TAREFA PROPOSTA A –
Reproduza fielmente a passagem do texto sobre sonhos e vaidades que vai de "Amigo dissera certa" a "luta e persistência.".
TAREFA PROPOSTA B –
Retome o texto sobre sonhos e vaidades e prossiga com ele a partir do ponto em que se encerra.

━━━━━ TEXTO DE APOIO ━━━━━

Amigo dissera certa vez que sonhar é muito bom,
gratificante, divino, usando outros termos pomposos para expressarem suas
idéias e sentimentos, mas realizar os sonhos é muito mais que isso, o que
concordei em gênero, estirpes e laias. Dissera-o porque sentiu no fundo de si o
que é isso sentir que a vida está construída para ele, cabe-lhe desfrutar os
feitos, mas nunca descansando, ainda há muito a ser criado e construído. Não me
dissera o que ainda falta para ser criado e construído, acredito que a
esperança de alguém, em alto nível de crise passional, mística e mítica,
homenagear-lhe com uma ode ao espírito da luta e persistência.
Pensando de modo e estilo verdadeiros, colocando a
verdade minha sobre a mesa, como as cartas que trago em mãos, de por baixo do
punho da camisa de manga comprida, para tentar vencer a partida, existe a
vontade, mas o pôquer é realmente traidor, com
todas as suas nuanças e imagens, nada tenho contra a vaidade, não penso
ser ela perniciosa, o homem que deseja revelar a sua dignidade e honra deve
manter-se à distância dela, refutá-la mesmo. Sonhos e vaidades são sementes que
devidamente regadas no quotidiano das labutas serão frutas deliciosas de se
lhes degustar, conhecer-lhes o sabor indescritível. Verdade é que sem os sonhos
a vida humana não teria o menor sentido. Que gosto teria viver por viver, seria
apenas para caminhar em direção à morte e desaparecer do mundo, sem qualquer
desejo no íntimo do espírito de algum dia re-tornar, se é que a reencarnação
ec-sista em verdade? Não digo que não, não digo que sim, não fico em cima do
muro, esperando a resposta real para depois de minha vida. O que me interessa
de verdade é esta ec-sistência, fazer alguma coisa para não ficar observando as
estrelas caírem durante a noite, os raios de sol iluminarem os dias, as chuvas
regarem o solo, ser ele origem de outros “manjares” para a sobrevivência,
vivendo de um passado que outros construíram com sangue e muito suor,
desfrutando, deliciando-se, gozando e extasiando desse tempo pretérito, nem
precisando de colocar as mãos na massa, o passado garante o pão sobre a mesa,
garante a lembrança de todos para sempre, até mesmo um instante efêmero à
soleira da eternidade. O passado é apenas semente para outras buscas, outros
horizontes e uni-versos. Se assim não é visto o passado, e sim como objeto de
vaidades e orgulhos, nada mais resta senão a alienação nua e crua, a tapadice
absoluta e consumada.

━━━━━ ITENS FORNECIDOS ━━━━━

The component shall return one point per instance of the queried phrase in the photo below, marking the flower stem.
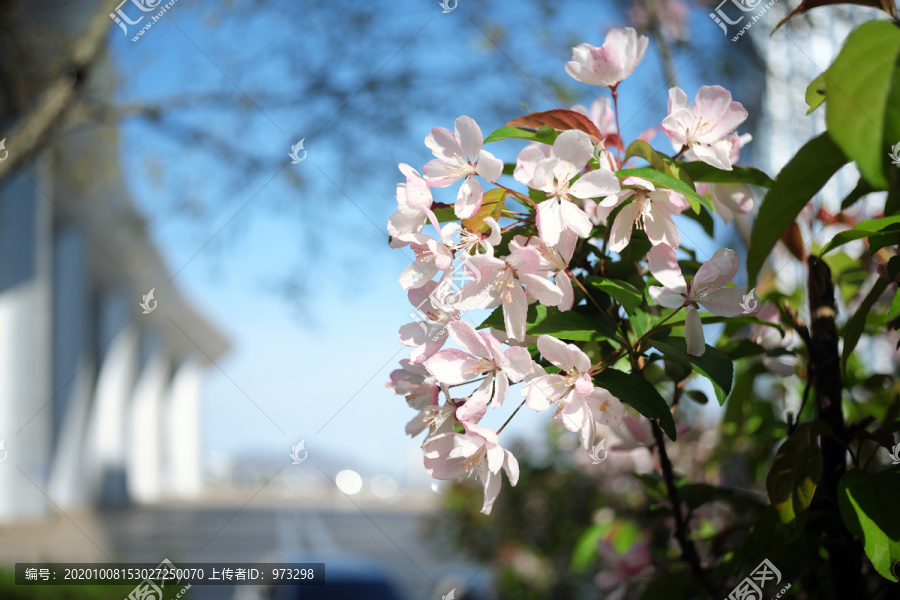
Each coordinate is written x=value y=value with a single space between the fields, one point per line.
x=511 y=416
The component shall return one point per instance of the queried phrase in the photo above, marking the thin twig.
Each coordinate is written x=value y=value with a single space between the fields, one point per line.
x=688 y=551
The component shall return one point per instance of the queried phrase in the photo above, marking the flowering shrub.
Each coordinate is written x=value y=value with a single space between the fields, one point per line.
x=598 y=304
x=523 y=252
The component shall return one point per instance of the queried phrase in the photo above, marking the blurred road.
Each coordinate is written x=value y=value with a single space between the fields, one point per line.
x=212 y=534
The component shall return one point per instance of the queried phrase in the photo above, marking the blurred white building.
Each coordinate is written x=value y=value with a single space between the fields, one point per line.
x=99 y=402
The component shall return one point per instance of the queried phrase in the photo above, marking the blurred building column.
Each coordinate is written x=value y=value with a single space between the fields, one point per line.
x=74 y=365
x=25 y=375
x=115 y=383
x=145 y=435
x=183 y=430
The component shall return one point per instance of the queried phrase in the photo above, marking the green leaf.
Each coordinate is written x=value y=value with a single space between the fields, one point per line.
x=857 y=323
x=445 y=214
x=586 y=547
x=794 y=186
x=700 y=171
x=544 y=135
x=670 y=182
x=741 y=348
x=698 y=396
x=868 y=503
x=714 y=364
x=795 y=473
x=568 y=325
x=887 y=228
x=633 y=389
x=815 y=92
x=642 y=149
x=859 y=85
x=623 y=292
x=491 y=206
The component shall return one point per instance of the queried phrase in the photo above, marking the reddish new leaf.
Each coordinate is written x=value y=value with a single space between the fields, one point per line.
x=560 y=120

━━━━━
━━━━━ ITENS FORNECIDOS ━━━━━

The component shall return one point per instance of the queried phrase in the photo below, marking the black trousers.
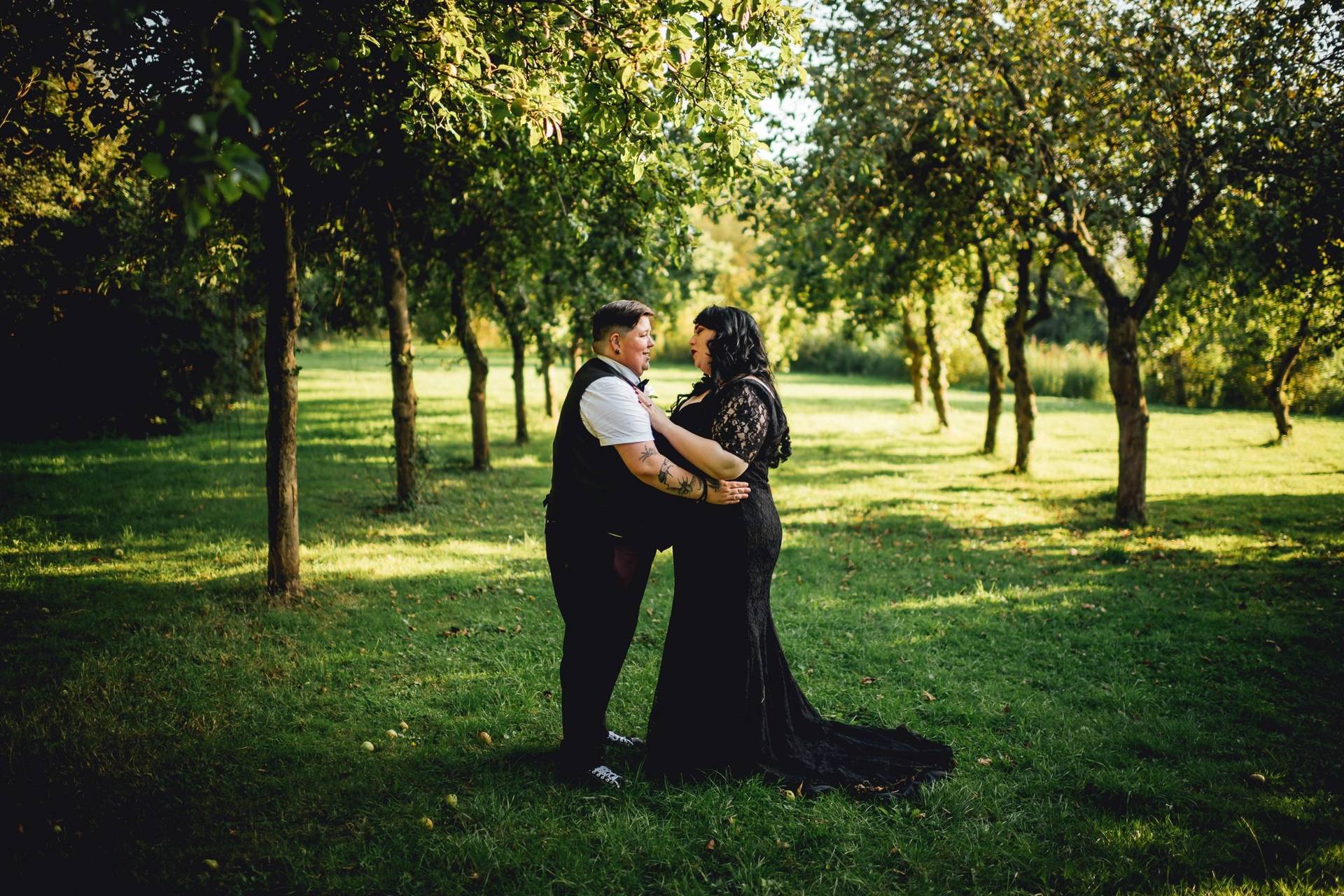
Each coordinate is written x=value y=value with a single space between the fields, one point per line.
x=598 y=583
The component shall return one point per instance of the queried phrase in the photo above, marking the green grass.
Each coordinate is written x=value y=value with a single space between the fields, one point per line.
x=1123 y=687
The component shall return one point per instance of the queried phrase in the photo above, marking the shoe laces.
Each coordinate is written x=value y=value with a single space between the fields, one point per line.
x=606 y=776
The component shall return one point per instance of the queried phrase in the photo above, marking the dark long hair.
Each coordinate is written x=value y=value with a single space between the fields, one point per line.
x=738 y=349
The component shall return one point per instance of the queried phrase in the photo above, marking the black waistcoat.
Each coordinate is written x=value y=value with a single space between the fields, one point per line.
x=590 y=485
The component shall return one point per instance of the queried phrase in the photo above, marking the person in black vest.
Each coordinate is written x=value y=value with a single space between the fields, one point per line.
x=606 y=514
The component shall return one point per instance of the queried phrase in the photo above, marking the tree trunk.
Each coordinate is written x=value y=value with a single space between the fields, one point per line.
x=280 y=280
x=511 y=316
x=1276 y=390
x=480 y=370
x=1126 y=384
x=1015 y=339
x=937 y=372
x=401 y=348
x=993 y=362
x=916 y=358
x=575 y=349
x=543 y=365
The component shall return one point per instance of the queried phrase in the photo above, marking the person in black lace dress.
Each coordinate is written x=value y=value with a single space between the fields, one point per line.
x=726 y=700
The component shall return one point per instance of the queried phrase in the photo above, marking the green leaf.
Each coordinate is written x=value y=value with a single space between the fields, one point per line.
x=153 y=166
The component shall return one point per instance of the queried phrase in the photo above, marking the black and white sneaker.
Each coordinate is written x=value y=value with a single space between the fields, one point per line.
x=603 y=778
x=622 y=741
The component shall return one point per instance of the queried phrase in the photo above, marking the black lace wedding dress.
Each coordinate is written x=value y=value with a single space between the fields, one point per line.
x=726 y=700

━━━━━
━━━━━ ITENS FORNECIDOS ━━━━━

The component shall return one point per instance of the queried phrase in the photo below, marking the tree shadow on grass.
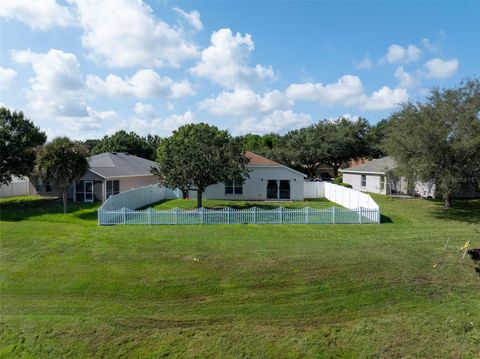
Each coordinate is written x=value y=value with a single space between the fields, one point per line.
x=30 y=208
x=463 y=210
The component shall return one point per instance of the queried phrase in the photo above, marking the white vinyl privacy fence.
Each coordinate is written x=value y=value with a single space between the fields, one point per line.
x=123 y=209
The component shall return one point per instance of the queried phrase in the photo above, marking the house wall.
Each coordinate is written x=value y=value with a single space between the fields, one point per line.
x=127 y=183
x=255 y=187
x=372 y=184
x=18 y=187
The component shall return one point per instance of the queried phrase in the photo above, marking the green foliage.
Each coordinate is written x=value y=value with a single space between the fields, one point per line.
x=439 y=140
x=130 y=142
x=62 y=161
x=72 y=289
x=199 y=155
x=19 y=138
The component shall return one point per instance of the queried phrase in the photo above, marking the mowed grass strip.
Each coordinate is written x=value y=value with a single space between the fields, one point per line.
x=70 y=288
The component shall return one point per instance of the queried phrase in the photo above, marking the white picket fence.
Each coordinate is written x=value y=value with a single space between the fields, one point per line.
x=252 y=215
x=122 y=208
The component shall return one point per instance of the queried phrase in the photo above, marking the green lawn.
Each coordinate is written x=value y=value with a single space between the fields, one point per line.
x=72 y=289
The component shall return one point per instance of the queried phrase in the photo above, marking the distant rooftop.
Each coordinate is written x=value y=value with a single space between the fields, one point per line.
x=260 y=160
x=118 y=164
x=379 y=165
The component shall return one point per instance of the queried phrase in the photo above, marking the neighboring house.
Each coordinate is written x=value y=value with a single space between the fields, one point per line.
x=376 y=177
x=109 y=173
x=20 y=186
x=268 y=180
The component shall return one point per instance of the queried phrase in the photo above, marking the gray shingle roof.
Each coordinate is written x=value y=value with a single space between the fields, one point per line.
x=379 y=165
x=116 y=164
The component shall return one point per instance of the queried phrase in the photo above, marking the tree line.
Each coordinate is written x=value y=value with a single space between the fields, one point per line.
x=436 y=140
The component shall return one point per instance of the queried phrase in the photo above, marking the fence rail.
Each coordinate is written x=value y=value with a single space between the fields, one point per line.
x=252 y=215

━━━━━

RESULTADO DA TAREFA A –
Amigo dissera certa vez que sonhar é muito bom,
gratificante, divino, usando outros termos pomposos para expressarem suas
idéias e sentimentos, mas realizar os sonhos é muito mais que isso, o que
concordei em gênero, estirpes e laias. Dissera-o porque sentiu no fundo de si o
que é isso sentir que a vida está construída para ele, cabe-lhe desfrutar os
feitos, mas nunca descansando, ainda há muito a ser criado e construído. Não me
dissera o que ainda falta para ser criado e construído, acredito que a
esperança de alguém, em alto nível de crise passional, mística e mítica,
homenagear-lhe com uma ode ao espírito da luta e persistência.

RESULTADO DA TAREFA B –
Se se passa numa rua pela primeva vez, de imediato
se a-nuncia a curiosidade de conhecer todas as coisas que há nela, às vezes nos
seus mínimos detalhes, se os olhos são de lince, se se trata de sensibilidade
detalhista. Outras vezes que se passa nela ainda há a continuidade das
observações, na tentativa de se ver o que não fora dantes visto. Ao longo do
tempo, não mais se percebe coisa alguma, não se tem mais qualquer interesse, e
mesmo que haja alguma mudança não é vista. O mesmo acontece quando o espírito
se aliena, o que for dito de crítica aos hábitos, costumes, às fixações, é tido
e havido como acinte, deboche, falta de respeito aos princípios que foram sendo
armazenados com acuidade extremada, as insatisfações se revelam, ódios e raivas
do crítico se mostram a olhos nus. Quem está errado é quem percebe o que de
errado está; quando o passado se transforma em orgulhos e vaidades di-versas, a
história se torna prático-inerte. Vivem todos no fundo do abismo e nem sabem
que há metros de distância existentes entre o céu e terra, entre o inferno e o
paraíso celestial, ec-siste a superfície ou a planura do solo e dos instintos
humanos.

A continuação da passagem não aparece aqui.